PROBLEM DETAILS — Please take the lines from the one holding "Target: wet rock" through the one holding "Where can the mossy" in the data below and copy them exactly.

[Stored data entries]
□ □ □ □ □

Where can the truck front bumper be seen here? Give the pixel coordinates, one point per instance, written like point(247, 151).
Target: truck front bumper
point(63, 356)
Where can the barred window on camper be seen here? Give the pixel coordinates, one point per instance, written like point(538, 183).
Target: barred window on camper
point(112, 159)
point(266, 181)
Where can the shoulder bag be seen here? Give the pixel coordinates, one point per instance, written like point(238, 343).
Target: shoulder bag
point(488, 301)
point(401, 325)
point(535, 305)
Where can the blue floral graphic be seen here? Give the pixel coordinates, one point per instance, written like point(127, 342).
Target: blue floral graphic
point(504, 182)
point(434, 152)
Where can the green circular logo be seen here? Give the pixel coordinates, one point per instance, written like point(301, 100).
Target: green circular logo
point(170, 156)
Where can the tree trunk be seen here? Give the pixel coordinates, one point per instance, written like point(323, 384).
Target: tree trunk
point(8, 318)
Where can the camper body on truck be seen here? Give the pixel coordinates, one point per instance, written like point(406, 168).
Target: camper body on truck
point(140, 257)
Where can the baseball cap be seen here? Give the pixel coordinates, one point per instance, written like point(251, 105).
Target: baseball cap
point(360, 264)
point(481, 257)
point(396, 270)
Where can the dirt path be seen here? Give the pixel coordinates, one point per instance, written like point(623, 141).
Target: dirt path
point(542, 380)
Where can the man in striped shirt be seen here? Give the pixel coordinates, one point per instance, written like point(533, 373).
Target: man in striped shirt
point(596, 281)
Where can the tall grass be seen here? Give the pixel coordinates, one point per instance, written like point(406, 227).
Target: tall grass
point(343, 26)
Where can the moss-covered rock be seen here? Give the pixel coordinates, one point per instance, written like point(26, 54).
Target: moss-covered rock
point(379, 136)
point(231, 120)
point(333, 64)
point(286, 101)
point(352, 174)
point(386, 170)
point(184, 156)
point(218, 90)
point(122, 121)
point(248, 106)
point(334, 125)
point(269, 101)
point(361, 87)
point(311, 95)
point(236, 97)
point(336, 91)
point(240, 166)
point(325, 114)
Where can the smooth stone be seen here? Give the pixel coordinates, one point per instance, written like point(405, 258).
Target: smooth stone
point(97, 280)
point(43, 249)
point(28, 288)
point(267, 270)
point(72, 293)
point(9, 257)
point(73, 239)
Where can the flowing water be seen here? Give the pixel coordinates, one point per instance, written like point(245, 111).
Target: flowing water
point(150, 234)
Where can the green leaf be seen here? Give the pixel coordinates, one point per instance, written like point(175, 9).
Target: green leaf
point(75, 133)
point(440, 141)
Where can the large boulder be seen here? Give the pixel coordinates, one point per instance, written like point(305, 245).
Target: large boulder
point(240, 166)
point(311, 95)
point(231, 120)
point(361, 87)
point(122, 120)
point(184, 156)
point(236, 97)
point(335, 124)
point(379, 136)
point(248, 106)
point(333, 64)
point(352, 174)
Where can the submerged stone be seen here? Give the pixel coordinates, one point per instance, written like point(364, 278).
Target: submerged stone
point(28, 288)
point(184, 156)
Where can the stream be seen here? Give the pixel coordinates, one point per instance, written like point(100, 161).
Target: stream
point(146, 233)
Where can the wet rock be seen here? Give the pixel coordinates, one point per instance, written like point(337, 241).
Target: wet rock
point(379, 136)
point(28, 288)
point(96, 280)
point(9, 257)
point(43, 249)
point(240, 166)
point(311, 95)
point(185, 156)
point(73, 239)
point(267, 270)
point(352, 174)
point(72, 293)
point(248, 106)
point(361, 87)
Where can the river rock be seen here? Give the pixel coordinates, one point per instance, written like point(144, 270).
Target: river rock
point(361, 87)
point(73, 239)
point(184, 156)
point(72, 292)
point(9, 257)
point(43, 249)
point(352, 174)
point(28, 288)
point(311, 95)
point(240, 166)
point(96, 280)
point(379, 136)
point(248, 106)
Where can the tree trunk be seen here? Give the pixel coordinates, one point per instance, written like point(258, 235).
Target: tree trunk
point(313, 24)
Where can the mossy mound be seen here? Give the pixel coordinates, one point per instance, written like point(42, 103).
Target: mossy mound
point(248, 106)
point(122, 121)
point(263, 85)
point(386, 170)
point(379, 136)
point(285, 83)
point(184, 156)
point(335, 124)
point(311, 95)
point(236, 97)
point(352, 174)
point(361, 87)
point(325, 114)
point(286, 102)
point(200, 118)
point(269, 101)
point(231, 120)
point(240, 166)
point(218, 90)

□ □ □ □ □

RESPONSE AREA —
Target: wet rock
point(379, 136)
point(28, 288)
point(96, 280)
point(9, 257)
point(43, 249)
point(240, 166)
point(311, 95)
point(185, 156)
point(73, 239)
point(267, 270)
point(352, 174)
point(72, 293)
point(248, 106)
point(361, 87)
Where can the river rock be seen here? Give the pixel coordinates, one point per instance, written like point(144, 270).
Target: river rock
point(361, 87)
point(73, 239)
point(184, 156)
point(72, 292)
point(9, 257)
point(43, 249)
point(352, 174)
point(28, 288)
point(311, 95)
point(240, 166)
point(96, 280)
point(379, 136)
point(248, 106)
Where can the tree trunk be seen here? Give the pixel coordinates, one point per instance, written like point(258, 235).
Target: tree trunk
point(313, 24)
Where can the mossy mound be seen here? Give the pixel coordinates, one point per instance, written like point(42, 103).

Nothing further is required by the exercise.